(THE EXERCISE): Change every "Reviewer note" in the material to "Annotator note" and return the lines with nothing else altered. Leave the pictures out of your answer.

(Saved data entries)
++++++++

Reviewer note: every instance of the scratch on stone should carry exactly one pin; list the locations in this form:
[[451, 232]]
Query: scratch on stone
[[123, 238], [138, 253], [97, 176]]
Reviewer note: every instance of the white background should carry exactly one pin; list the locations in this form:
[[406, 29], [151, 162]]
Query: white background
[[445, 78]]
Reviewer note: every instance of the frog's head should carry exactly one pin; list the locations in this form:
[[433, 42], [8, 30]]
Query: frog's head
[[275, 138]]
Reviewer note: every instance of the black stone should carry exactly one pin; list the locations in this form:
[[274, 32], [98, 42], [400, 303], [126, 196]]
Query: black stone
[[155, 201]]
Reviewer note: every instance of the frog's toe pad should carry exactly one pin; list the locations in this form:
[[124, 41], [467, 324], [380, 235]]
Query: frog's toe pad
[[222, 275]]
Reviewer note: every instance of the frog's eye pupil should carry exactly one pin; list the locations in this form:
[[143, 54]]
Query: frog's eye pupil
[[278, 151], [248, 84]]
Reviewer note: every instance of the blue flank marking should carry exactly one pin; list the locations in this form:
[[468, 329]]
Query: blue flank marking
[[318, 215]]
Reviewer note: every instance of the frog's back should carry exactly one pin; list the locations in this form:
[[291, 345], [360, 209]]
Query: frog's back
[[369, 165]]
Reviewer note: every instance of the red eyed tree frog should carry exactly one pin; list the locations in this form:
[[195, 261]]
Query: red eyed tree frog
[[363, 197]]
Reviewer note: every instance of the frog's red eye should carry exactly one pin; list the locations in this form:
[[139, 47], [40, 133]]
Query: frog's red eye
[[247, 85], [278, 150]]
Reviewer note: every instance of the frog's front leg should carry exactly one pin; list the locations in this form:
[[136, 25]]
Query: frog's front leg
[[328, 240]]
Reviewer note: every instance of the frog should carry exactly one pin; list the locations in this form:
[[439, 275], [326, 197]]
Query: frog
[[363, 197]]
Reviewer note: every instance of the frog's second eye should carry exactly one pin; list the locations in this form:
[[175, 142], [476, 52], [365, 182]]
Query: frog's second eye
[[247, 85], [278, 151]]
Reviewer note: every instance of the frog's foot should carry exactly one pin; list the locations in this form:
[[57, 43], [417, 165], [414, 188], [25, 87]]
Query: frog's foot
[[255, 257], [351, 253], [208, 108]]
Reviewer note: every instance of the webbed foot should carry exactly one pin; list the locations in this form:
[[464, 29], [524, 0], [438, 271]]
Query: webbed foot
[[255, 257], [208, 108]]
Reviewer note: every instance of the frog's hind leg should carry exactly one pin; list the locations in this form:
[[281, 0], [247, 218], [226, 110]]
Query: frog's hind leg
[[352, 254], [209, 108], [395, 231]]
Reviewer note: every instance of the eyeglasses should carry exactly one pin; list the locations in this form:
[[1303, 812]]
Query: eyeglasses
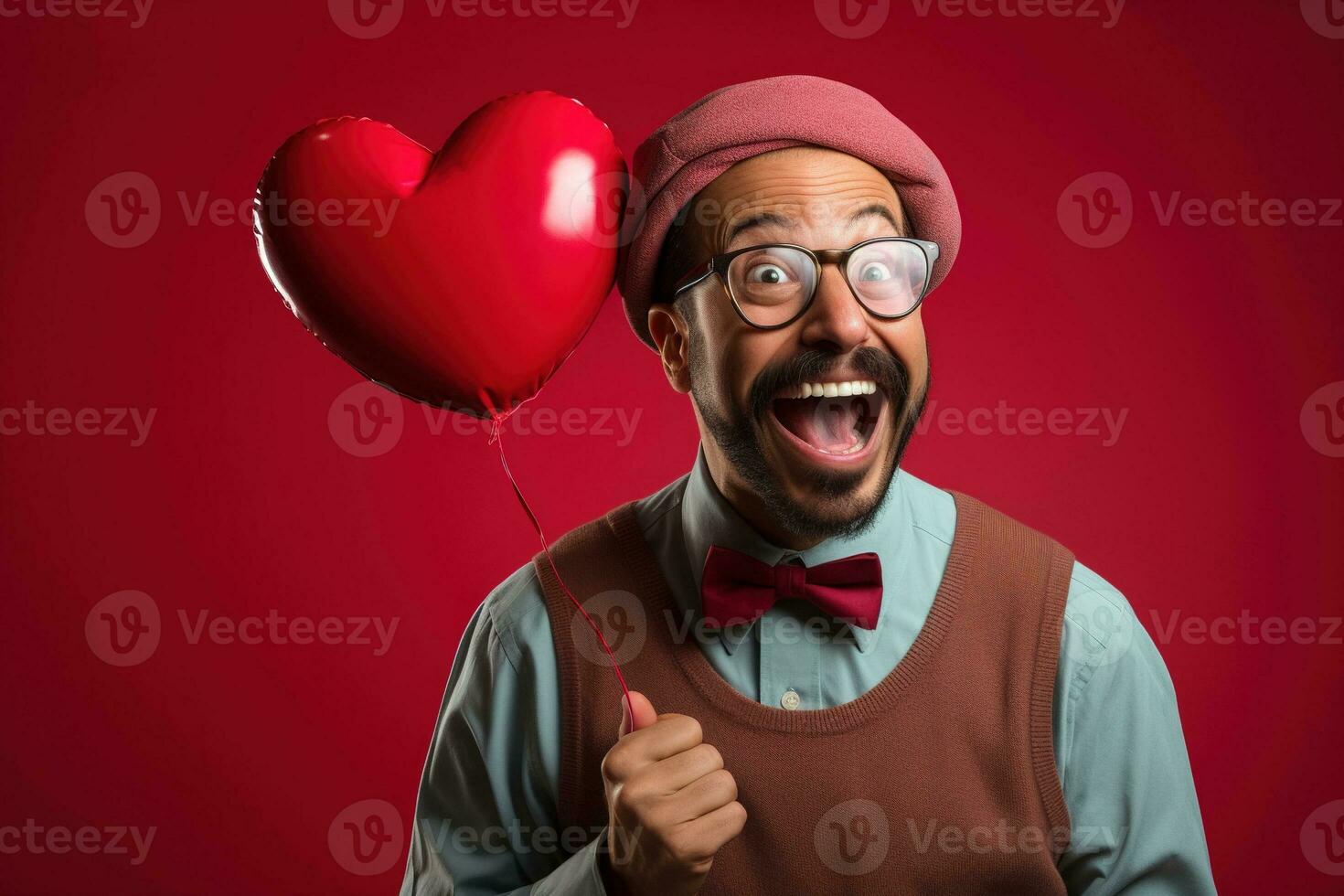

++++++++

(ANSWER TO THIS EXERCISE):
Annotator note: every instance of the scratch on stone should carry exactly one pin; list the locations in this form:
[[451, 232]]
Query: scratch on stone
[[123, 238], [138, 253], [97, 176]]
Annotator note: every instance of the white background should carry exactly one pin; list the locations in this form:
[[406, 29], [151, 162]]
Query: white background
[[445, 78]]
Annotator note: every instance of the frog's head should carry exactly one pin; list the locations in this form:
[[433, 42], [8, 30]]
Query: frog's head
[[275, 138]]
Annotator note: every instance of the black stone should carry exactly one pin; list the locations in this form:
[[274, 32], [98, 42], [400, 303], [126, 196]]
Query: black stone
[[155, 201]]
Annotator note: every instance of the frog's toe pad should carry exactly one pin; list the locations in this form:
[[124, 41], [467, 324], [380, 235]]
Query: frog's toe pad
[[222, 275]]
Annotator note: every instance of the frog's eye pupil should carry exactly one pin; list the locations in this form:
[[143, 54]]
Query: frog's eye pupil
[[278, 151], [248, 84]]
Annotator note: every instance of the blue flank marking should carry exactly one pin; list the locations in this form:
[[468, 329]]
Query: blue flank marking
[[318, 215]]
Annotator note: every instance of the frog's back should carry exactly one pin; list the locations in this form:
[[291, 345], [360, 209]]
Query: frog's back
[[369, 165]]
Annotator note: every instance of the red eyed tree frog should carry exactly one pin; list the locations in this form:
[[195, 261]]
Query: red eyed tree frog
[[363, 197]]
Annotator note: every instance of the frog's red eye should carry exactly one pin; list the locations in this form:
[[139, 47], [40, 133]]
Query: frog's red eye
[[247, 85], [278, 150]]
Annotator note: every instance of the frog's front leg should carry exactly one pin; list the locations in this form:
[[136, 25]]
Query: frog's front leg
[[328, 240]]
Annotator note: every instance of the frog should carry exactly one pin; list the locations in this form:
[[439, 275], [326, 197]]
Query: frog
[[363, 197]]
Annotator note: every instance of the frog's second eye should carry exactly one pin; list the locations in this form:
[[175, 142], [476, 52], [365, 182]]
Query: frog's second eye
[[247, 85], [278, 151]]
Annotator note: every instance of the frog's foot should carry exactly one pin; list the locations in this form:
[[57, 43], [417, 165], [414, 188], [25, 87]]
Query: frog's foot
[[255, 257], [351, 253], [208, 108]]
Annotator note: every instance of the webbed foot should carry exactly one pin; list the locations in this form:
[[464, 29], [524, 0], [438, 271]]
Query: webbed foot
[[255, 257], [208, 108]]
Annotator note: every instance of the frog's hind leg should carry exactly one pin; list the locations in this form:
[[281, 0], [247, 218], [226, 110]]
Query: frog's hind leg
[[352, 254], [209, 108], [395, 231]]
Annotator note: every instance of the eyeglasses should carry exactly one pin; list the locations in this form:
[[1303, 812]]
Query: eyeglasses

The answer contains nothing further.